Reason

The Luddites’ Veto

NO SENSIBLE PERSON could favor irresponsible research and innovation. So RRI—“responsible research and innovation”—may sound like an innocuous idea. As it takes hold in Europe, though, the term has clearly become a cover for what amounts to a Luddites’ veto. Now the notion is percolating among American academics. If it finds its way to the halls of state, RRI would dramatically slow technological progress and perhaps even bring it to a grinding halt.

That wouldn’t be an unexpected byproduct. Several RRI proponents have explicitly argued for “slow innovation,” even “responsible stagnation.” One of them—Bernd Carsten Stahl, a professor of critical research in technology at De Montfort University in the United Kingdom—has even compared technological breakthroughs to a pandemic. “We should ask whether emerging technologies can and will be perceived as a threat of a similar level as the current threat of the Covid virus,” he wrote in 2020. If so, he added, they would require “radical intervention.”

AN OVERABUNDANCE OF CAUTION

BEFORE WE EXPLORE RRI, we should take a look at its precursor, a pernicious notion known as the precautionary principle. This concept is often summarized as “better safe than sorry”—but there’s a bit more to it than that.

In 1998, a group of environmentalists meeting at the Wingspread retreat center in Wisconsin hammered out the now more or less canonical version of the precautionary principle: “When an activity raises threats of harm to human health or the environment, precautionary measures should be taken even if some cause and effect relationships are not fully established scientifically.” The so-called Wingspread Statement explicitly shifts the burden of proof, so that anyone proposing a new activity cannot proceed without showing that it will not—or, at least, is very unlikely to—cause significant harm. This amounts to a demand for trials without error.

Political scientist Aaron Wildavsky anticipated how such an idea would actually end up doing more harm. “An indirect implication of trial without error is that if trying new things is made more costly, there will be fewer departures from past practice; this very lack of change may itself be dangerous in forgoing chances to reduce existing hazards,” he wrote in his 1988 book Searching for Safety. “Existing hazards will continue to cause harm if we fail to reduce them by taking advantage of the opportunity to benefit from repeated trials.”

» **DATA FOR ANALYSIS**:
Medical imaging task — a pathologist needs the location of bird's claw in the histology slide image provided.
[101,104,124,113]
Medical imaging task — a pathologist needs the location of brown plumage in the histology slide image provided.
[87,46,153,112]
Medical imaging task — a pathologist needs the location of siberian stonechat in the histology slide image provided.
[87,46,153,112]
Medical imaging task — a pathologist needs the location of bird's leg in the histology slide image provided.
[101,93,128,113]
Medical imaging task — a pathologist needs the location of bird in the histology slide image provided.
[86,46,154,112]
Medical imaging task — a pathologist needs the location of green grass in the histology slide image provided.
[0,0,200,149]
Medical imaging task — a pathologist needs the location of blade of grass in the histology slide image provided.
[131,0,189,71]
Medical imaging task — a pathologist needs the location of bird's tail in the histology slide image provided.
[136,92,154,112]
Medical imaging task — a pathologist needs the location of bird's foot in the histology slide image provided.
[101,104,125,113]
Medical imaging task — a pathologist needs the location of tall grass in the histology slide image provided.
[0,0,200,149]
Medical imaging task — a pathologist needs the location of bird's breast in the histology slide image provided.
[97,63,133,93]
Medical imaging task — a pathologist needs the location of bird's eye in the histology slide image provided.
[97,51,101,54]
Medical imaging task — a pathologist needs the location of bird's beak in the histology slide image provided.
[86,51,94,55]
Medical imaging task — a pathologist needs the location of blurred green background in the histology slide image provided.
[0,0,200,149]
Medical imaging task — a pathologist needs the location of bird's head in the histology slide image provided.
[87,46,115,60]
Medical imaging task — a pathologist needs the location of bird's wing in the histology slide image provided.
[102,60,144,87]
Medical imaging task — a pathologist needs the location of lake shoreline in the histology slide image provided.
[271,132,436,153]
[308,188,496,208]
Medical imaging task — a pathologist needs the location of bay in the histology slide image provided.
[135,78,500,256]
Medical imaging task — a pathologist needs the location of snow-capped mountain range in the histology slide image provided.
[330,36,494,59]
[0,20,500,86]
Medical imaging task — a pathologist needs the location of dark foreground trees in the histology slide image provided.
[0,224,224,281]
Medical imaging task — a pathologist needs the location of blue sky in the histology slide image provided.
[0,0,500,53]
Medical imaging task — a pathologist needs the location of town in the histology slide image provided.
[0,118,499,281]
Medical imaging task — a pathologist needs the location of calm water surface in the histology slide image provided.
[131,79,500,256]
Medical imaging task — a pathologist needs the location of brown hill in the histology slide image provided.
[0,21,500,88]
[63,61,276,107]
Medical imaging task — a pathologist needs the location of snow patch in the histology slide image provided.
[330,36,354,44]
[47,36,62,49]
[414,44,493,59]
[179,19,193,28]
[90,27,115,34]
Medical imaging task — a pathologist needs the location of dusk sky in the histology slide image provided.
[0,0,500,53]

» **TASK REQUIREMENTS**: From the text on the Luddites’ veto, retype word for word the part that opens with the words containing "The Luddites’ Veto" and closes with "a grinding halt.".

» **EXERCISE RESULT**:
The Luddites’ Veto

NO SENSIBLE PERSON could favor irresponsible research and innovation. So RRI—“responsible research and innovation”—may sound like an innocuous idea. As it takes hold in Europe, though, the term has clearly become a cover for what amounts to a Luddites’ veto. Now the notion is percolating among American academics. If it finds its way to the halls of state, RRI would dramatically slow technological progress and perhaps even bring it to a grinding halt.